> [Brief]
Gather every line in the collected data entries below that contains the word "head", and copy each one in full.

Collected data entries

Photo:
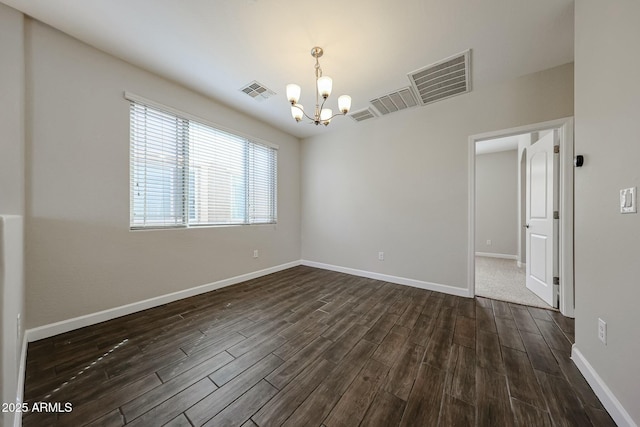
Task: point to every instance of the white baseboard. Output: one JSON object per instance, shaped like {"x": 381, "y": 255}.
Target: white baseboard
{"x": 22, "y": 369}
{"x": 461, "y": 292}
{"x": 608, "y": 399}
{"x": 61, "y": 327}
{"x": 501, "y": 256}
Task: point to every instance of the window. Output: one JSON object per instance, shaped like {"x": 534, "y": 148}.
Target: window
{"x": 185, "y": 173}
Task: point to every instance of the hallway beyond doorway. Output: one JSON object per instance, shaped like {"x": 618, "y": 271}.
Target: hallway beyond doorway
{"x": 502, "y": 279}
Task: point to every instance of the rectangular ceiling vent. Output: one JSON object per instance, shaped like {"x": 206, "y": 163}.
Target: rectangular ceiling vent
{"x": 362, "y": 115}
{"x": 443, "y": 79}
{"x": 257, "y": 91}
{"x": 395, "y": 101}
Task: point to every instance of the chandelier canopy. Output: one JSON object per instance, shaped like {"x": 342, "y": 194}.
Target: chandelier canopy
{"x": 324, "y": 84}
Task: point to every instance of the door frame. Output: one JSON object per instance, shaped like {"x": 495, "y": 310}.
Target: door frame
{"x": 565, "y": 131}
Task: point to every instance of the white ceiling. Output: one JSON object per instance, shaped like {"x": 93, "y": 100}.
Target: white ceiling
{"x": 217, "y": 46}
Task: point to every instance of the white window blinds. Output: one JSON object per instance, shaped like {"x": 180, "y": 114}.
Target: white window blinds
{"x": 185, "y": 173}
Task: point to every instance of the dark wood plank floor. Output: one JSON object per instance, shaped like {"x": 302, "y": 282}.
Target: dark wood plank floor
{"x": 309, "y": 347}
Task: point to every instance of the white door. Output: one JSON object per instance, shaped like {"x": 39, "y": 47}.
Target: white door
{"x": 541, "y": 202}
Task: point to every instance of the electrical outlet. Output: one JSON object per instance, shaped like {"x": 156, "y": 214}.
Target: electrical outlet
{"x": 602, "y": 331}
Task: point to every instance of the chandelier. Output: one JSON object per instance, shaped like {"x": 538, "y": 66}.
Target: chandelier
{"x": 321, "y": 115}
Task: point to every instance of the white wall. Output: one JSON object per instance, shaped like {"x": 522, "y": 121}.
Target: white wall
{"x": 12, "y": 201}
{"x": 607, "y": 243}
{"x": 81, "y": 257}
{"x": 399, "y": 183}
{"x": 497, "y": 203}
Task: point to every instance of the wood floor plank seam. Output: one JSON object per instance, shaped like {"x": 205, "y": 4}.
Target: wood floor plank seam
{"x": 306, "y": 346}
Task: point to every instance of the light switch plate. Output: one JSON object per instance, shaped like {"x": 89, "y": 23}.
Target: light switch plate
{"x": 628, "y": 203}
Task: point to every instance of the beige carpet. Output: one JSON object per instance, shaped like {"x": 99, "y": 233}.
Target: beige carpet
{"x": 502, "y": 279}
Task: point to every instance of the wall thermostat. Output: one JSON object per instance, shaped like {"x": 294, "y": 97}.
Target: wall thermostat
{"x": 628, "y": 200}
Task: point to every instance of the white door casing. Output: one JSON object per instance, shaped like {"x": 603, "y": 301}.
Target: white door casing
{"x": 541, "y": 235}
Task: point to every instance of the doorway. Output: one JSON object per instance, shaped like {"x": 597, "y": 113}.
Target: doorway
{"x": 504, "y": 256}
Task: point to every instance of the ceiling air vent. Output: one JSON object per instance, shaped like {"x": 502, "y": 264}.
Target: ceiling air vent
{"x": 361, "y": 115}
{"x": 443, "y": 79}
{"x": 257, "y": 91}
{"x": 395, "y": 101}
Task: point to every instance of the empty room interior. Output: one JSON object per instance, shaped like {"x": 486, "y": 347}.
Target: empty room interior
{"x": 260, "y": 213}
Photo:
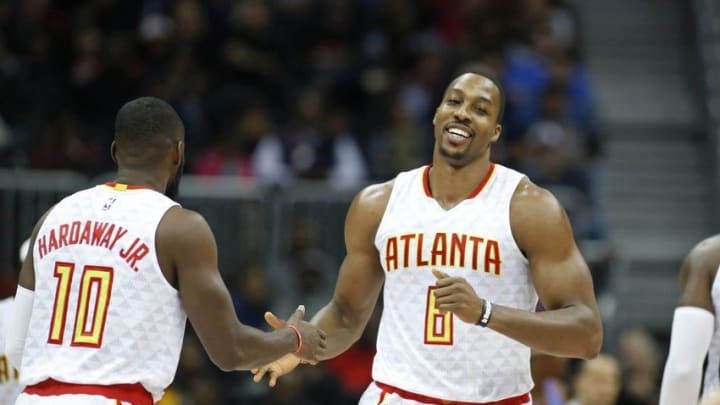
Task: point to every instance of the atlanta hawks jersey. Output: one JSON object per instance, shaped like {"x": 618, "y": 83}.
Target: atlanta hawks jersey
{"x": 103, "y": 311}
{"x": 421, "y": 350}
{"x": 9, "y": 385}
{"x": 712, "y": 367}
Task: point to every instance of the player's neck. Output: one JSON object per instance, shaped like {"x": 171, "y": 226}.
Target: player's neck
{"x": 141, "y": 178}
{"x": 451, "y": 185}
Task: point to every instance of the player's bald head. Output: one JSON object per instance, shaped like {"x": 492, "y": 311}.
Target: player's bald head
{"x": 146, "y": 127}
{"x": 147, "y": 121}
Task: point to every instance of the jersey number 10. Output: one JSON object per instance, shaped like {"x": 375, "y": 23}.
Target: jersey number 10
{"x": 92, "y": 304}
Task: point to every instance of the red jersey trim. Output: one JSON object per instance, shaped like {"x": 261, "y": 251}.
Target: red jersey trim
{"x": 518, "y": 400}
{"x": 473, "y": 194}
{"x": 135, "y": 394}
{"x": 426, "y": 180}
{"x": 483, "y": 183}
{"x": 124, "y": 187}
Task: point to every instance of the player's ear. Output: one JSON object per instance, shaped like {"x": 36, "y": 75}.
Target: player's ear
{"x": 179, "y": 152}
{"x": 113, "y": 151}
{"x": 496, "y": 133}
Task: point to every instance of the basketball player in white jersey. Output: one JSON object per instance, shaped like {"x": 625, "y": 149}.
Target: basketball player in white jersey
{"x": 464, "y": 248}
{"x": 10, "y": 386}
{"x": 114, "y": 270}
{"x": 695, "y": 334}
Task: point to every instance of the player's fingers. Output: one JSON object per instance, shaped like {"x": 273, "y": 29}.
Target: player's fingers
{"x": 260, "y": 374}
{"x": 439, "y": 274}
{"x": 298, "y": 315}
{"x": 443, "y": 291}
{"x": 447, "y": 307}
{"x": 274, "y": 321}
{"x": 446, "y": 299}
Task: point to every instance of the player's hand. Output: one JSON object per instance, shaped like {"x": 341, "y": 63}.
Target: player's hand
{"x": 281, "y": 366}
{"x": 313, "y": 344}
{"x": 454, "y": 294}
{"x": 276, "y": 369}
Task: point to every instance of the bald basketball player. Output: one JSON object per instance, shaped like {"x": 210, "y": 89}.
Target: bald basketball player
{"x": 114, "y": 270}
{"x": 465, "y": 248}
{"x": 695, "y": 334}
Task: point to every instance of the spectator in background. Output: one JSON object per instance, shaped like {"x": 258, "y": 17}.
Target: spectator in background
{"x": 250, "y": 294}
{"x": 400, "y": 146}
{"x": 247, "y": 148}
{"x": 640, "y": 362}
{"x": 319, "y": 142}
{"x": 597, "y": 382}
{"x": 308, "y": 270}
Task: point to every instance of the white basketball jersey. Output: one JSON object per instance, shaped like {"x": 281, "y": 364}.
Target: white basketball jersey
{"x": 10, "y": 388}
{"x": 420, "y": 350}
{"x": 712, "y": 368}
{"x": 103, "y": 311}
* * *
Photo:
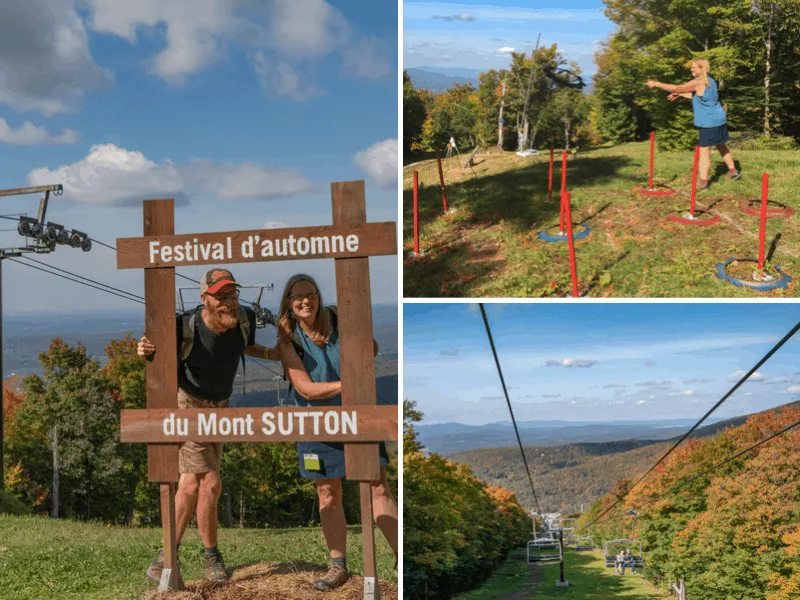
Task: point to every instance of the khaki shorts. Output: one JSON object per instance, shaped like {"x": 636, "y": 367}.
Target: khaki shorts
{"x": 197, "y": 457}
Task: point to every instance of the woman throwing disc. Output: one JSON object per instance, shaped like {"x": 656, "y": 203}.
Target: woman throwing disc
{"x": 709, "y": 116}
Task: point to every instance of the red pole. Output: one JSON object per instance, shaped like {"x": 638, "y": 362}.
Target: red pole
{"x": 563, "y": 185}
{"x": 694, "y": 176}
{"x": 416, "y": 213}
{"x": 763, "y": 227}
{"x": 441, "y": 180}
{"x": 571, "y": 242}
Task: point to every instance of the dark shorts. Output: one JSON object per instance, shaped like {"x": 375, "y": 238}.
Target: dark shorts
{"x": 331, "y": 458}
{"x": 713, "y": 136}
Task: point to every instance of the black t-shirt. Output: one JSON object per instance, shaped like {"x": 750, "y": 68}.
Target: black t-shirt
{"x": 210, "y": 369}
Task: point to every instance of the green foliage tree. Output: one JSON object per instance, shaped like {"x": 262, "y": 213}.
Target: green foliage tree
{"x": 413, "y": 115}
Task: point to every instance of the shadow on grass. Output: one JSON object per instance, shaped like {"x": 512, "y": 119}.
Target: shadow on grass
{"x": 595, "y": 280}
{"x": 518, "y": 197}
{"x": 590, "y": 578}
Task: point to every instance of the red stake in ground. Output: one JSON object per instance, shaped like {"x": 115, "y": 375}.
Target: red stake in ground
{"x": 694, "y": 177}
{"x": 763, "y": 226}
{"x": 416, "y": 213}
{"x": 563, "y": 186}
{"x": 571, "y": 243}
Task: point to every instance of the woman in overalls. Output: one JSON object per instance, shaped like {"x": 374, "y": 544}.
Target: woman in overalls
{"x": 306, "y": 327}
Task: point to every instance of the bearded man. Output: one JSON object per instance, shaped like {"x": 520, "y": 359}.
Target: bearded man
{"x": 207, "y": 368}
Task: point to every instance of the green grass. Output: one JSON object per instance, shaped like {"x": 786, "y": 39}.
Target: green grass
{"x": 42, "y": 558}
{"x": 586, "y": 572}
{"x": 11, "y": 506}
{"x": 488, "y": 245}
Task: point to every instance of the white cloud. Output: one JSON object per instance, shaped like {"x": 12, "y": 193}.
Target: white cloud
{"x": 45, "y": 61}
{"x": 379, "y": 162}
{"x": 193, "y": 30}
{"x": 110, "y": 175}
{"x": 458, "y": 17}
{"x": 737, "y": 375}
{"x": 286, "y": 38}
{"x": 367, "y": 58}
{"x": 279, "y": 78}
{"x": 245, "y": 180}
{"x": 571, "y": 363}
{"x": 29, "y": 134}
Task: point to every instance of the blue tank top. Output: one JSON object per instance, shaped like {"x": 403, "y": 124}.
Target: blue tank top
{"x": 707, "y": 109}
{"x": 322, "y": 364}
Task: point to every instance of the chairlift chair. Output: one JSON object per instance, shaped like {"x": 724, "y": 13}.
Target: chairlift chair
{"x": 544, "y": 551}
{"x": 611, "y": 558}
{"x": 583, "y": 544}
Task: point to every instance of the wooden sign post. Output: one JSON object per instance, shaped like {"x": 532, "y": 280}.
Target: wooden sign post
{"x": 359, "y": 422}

> [Reply to the exercise]
Task: point to every instance of the player's bald head. Output: one JSON object per instance, shaped like {"x": 492, "y": 311}.
Target: player's bald head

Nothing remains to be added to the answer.